→ **Prompt**:
Copy everything in the records exactly; the pictures stay out.

——————

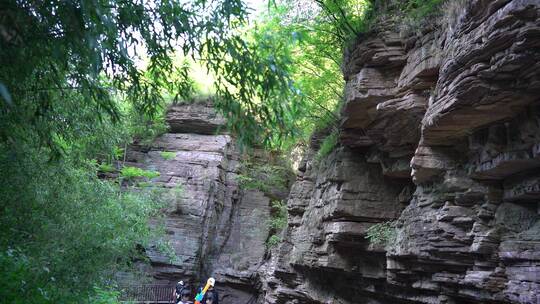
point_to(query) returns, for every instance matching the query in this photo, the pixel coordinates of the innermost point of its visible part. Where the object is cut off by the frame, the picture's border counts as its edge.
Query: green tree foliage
(54, 47)
(62, 230)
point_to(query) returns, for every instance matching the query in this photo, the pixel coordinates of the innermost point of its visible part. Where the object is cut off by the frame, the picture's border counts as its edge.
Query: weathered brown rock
(215, 228)
(459, 104)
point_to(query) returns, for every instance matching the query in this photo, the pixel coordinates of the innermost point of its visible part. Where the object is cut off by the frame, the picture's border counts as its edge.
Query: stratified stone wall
(440, 132)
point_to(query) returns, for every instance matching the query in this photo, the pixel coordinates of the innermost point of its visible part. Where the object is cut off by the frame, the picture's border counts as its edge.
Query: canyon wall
(214, 227)
(440, 133)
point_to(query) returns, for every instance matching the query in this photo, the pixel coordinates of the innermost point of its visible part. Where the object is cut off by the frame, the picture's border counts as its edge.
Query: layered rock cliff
(215, 228)
(440, 132)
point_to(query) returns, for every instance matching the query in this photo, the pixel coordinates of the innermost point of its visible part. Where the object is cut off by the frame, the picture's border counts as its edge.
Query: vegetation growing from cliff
(62, 230)
(81, 80)
(328, 145)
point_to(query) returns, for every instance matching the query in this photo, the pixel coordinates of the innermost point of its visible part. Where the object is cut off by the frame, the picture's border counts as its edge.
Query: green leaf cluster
(63, 231)
(328, 145)
(265, 176)
(168, 155)
(131, 173)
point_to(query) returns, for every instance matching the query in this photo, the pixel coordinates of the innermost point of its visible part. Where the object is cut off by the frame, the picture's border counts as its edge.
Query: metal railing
(151, 294)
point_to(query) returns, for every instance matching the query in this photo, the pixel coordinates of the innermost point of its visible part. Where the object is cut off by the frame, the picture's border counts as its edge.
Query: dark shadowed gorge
(439, 133)
(344, 152)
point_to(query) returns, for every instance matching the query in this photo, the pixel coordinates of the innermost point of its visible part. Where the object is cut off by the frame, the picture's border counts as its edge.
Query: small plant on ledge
(381, 233)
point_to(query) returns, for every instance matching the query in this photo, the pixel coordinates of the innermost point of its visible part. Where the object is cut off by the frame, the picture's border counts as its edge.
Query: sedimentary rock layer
(440, 132)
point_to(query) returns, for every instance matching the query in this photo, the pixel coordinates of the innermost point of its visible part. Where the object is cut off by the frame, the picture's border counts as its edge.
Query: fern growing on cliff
(381, 233)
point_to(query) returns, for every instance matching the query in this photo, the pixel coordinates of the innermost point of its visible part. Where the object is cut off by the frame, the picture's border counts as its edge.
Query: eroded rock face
(441, 133)
(215, 228)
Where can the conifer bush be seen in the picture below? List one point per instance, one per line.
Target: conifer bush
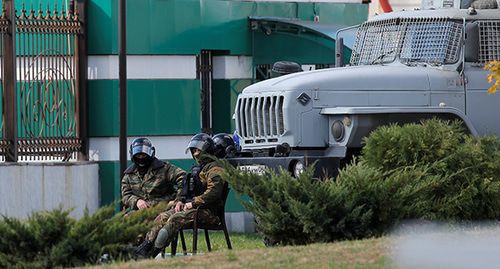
(427, 171)
(54, 239)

——————

→ **Your solution**:
point_to(query) returns, for every instance matching the query in this photo, the pixel coordinates of the innermost point of its visible part. Where the object is cut off by the frame, the picture's border counts as its edge.
Query: green tree foliage
(54, 47)
(62, 230)
point_to(query) returns, for every instance matching the query in this photo, the pixel coordinates of the innermost point of its visible part. Where the object is cut off by the frame, the picture's border counts as its edge.
Query: weathered brown rock
(215, 228)
(459, 104)
point_to(query) returns, for every instance matching the query in this photo, the pixel coordinates of the innermost point of its visible part. Where the object is cut off by the frame, the picture's border counts as its edge.
Query: stratified stone wall
(440, 132)
point_to(query) returns, for every instance matching the query in this photo, the pixel coordinates of the innermost point of its visible part. Where the object is cut off by the frame, the picture's border counts as its edge.
Query: canyon wall
(214, 227)
(440, 133)
point_to(query) returns, for every instance matching the query in this photo, the pixel coordinates of the innermost point of its visible part. Where the object is cut off by the frame, the picture's border counts as its edge.
Query: layered rock cliff
(215, 228)
(440, 132)
point_to(query) returns, for every instance matching the query in this photo, the pixel coordinates of the innermost point of its visible part. Where the object is cut off by the frame, the picture's border counts as its edge.
Query: vegetation growing from cliff
(62, 230)
(81, 80)
(328, 145)
point_to(query) returns, for every instance matching the query in this photo, the pixel coordinates of the innermost point of its visible part. Where the object is cut off by the frame, the picture's border counts as its edge.
Query: green leaf cluster
(63, 231)
(328, 145)
(265, 176)
(168, 155)
(131, 173)
point_to(query) returns, for every instance matching the query in this photo, the pixel coordinates of the innermost point of its visible part. Where the object is cut off by the frame, the picture's border counts as its edge.
Query: metal railing
(151, 294)
point_to(query) returns, for every instance matching the query in this photo, the pixel coordinates of the innermost point of its visible part. Where the object is cut off by the frame, the picture's border counts as its edge.
Query: dark shadowed gorge
(439, 133)
(344, 152)
point_to(query) returns, for every instance matching the query in this photo, the pixel coordinates of the innermost point of its visible part. Where the object is cut off by the frame, the picture's border counts as its edge.
Query: small plant on ledge
(381, 233)
point_to(query) returns, for every instance matching the query in this photo, the pixel coordinates of the innermost point of its visible part. Where the object is cut off by the frame, the picture's border counts as its edge.
Query: sedimentary rock layer
(440, 132)
point_to(query) returns, for every instance matching the query in this photo, the pixel coordinates of the innermost point of its visible part. Where the object is cut off by the frame, the picture's border counts as its edge.
Query: fern growing on cliff
(381, 233)
point_to(query) returns, for every instance matching the query in this photo, the pixel coordinates of the innermost point of its visible part. Where the object is cut off by the frame, the picture's border counts as its edge.
Query: eroded rock face
(441, 133)
(215, 228)
Where can the conifer bush be seen in the picture below? List one point per instance, one per line.
Target: conifer bush
(427, 171)
(54, 239)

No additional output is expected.